(Provided data)

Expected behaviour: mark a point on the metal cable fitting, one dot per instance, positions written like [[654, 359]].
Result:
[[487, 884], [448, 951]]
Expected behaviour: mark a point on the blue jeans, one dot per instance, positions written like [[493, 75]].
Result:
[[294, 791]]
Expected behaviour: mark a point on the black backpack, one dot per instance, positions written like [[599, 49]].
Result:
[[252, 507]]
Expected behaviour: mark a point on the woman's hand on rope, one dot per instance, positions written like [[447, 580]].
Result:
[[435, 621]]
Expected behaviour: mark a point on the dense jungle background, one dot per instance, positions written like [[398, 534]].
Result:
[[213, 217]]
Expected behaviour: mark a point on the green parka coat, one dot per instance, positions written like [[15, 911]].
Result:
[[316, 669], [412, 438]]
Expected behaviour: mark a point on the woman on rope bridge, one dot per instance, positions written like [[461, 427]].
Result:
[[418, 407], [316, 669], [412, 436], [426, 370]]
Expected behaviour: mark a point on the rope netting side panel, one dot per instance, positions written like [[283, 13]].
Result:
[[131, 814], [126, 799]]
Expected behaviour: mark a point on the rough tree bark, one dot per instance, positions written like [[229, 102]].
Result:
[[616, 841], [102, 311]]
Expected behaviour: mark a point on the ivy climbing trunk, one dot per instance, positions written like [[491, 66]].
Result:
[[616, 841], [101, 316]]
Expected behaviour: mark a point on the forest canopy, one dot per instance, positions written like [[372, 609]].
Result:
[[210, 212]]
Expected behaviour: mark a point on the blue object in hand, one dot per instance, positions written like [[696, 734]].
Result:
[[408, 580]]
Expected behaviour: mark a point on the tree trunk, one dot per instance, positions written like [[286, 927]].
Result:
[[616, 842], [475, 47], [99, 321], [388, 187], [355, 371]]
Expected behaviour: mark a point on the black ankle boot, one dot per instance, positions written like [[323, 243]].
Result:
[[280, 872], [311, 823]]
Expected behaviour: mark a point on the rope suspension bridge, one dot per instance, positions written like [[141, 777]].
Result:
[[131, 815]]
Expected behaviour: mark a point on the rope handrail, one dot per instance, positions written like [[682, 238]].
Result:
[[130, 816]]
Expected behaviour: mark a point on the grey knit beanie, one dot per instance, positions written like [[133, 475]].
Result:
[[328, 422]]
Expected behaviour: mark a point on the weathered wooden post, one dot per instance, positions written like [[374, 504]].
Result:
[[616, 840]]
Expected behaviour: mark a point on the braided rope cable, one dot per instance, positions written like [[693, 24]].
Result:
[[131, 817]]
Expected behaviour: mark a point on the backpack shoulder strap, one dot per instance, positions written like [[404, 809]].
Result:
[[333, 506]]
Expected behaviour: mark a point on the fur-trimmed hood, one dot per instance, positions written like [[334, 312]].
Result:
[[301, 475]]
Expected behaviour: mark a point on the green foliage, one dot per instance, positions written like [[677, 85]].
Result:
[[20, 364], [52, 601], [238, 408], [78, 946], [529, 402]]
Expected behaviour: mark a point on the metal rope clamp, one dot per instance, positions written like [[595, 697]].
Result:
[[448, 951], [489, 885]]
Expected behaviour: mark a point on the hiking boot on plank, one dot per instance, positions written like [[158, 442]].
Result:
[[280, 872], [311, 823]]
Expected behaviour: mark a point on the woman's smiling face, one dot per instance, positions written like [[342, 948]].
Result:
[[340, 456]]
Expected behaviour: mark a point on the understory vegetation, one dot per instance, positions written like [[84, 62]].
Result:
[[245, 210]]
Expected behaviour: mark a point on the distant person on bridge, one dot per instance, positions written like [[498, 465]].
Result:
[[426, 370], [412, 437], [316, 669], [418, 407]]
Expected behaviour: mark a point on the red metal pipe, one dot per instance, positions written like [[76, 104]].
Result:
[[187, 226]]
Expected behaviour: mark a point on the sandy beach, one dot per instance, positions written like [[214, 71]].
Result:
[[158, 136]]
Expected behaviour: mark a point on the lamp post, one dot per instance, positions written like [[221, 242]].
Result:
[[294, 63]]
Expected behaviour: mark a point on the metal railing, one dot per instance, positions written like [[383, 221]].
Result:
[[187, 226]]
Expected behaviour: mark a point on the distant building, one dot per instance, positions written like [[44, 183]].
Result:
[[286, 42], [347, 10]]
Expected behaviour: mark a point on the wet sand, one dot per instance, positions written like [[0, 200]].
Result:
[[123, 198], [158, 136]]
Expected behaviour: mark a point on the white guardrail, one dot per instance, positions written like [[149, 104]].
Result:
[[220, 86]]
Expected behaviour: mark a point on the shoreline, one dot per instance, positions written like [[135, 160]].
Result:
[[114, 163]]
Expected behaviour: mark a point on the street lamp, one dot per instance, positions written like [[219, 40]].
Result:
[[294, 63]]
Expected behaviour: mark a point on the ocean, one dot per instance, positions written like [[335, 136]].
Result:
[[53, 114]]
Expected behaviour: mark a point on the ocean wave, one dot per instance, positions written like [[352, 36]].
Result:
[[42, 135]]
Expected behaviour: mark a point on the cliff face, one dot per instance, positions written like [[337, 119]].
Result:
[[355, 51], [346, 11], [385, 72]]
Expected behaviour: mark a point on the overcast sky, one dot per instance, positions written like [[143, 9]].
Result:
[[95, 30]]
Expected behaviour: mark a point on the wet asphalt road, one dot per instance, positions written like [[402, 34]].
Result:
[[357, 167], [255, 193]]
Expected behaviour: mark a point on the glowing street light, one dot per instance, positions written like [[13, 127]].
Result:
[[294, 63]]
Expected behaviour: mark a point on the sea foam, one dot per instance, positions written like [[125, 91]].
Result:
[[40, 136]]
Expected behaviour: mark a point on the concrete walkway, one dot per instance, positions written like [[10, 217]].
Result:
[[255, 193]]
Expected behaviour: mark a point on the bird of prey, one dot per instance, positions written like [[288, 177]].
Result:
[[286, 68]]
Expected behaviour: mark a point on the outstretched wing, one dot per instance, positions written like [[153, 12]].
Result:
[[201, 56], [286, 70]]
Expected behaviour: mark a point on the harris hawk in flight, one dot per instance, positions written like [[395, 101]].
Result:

(End Provided data)

__What this task involves__. Write out every line in the data that holds the string "street".

__Your solution__.
Expected behaviour: mark a point on the street lamp, one dot per instance, positions written like [[219, 40]].
Expected behaviour: mark a point on the glowing street light, one dot per instance, positions written like [[13, 127]].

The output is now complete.